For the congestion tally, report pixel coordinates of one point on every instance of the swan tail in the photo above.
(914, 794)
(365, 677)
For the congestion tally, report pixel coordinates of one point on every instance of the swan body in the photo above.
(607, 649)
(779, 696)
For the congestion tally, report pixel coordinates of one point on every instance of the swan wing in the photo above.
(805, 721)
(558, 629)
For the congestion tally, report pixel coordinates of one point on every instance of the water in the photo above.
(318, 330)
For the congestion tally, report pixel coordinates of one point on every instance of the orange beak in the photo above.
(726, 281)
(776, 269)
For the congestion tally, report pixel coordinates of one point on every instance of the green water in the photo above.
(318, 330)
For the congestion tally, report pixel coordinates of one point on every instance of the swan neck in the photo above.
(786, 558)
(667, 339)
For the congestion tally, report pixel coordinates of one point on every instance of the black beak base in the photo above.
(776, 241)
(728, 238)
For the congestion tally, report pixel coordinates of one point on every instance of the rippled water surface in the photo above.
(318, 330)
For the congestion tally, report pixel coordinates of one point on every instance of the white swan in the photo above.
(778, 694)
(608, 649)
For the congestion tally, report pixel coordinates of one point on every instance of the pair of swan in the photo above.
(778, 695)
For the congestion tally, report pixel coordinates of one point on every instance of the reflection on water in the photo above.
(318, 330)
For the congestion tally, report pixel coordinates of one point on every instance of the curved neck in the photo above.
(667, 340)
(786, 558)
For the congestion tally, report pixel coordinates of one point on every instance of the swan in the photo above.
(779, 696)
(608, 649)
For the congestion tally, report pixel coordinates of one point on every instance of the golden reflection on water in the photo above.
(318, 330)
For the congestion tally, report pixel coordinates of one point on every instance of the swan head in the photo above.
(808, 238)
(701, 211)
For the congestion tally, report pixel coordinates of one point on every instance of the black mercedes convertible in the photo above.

--- --- ---

* [YOUR INSTRUCTIONS]
Return every record, word for word.

* [THE OUTPUT]
For the congestion tally, report pixel coordinates of one point on every instance of the swan tail in the photo above.
(914, 794)
(365, 677)
For the congestion tally, report pixel coordinates of one point on every instance of the swan body in the photo above.
(607, 649)
(779, 696)
For the congestion tally, report pixel coordinates of one point on every instance of the swan wing in the photo above.
(805, 721)
(558, 629)
For the congestion tally, report pixel coordinates of one point on every instance of the water in the photo above.
(318, 330)
For the congestion tally, report pixel coordinates of one point on every instance of the orange beak in the photo above.
(726, 281)
(776, 269)
For the congestion tally, report pixel coordinates of one point on every instance of the green water in the photo above.
(318, 330)
For the congestion tally, report pixel coordinates of one point on every instance of the swan neck in the photo above.
(786, 558)
(667, 339)
For the congestion tally, report pixel coordinates of one point on every instance of the black beak base in the photo above.
(776, 241)
(728, 238)
For the congestion tally, report pixel coordinates of one point on every instance of the rippled water surface in the photo above.
(318, 330)
For the congestion tally, report pixel coordinates of one point on every instance of the white swan in the photo above.
(778, 694)
(608, 649)
For the congestion tally, report pixel coordinates of one point on every instance of the pair of swan in the photo above.
(778, 695)
For the congestion tally, report pixel coordinates of one point on every instance of the reflection on water in the photo above.
(318, 330)
For the congestion tally, report pixel coordinates of one point on every instance of the curved neck in the photo above.
(667, 340)
(786, 558)
For the congestion tally, report pixel coordinates of one point on every instance of the swan in the photo above.
(779, 696)
(608, 649)
For the congestion tally, report pixel coordinates of one point on every instance of the golden reflection on water in the photo above.
(318, 330)
For the congestion tally, report pixel coordinates of one point on every instance of the swan head in the photo above.
(808, 238)
(701, 211)
For the congestion tally, report pixel coordinates of one point on every instance of the black mercedes convertible in the photo above.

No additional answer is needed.